• PROBLEM DETAILS
Please copy out the lines in the entries that contain "window".

• MATERIAL FOR THIS EXERCISE
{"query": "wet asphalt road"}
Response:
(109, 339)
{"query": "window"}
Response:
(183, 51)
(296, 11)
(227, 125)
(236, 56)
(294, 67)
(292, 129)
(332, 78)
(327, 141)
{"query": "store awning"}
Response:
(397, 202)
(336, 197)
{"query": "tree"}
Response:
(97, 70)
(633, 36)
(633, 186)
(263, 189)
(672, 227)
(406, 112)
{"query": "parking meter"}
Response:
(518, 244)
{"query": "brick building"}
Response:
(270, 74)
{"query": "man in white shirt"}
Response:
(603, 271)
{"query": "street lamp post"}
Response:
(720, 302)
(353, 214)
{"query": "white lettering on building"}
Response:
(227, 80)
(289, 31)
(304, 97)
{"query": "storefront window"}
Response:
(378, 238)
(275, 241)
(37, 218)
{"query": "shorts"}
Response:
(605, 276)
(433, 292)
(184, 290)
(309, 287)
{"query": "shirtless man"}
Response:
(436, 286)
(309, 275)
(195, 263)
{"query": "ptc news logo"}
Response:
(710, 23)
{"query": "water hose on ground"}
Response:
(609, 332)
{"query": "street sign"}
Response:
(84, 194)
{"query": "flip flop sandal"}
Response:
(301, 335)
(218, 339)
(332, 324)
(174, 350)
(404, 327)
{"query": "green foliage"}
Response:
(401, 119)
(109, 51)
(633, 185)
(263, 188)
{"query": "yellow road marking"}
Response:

• COMPLETED TASK
{"query": "window"}
{"query": "storefront window"}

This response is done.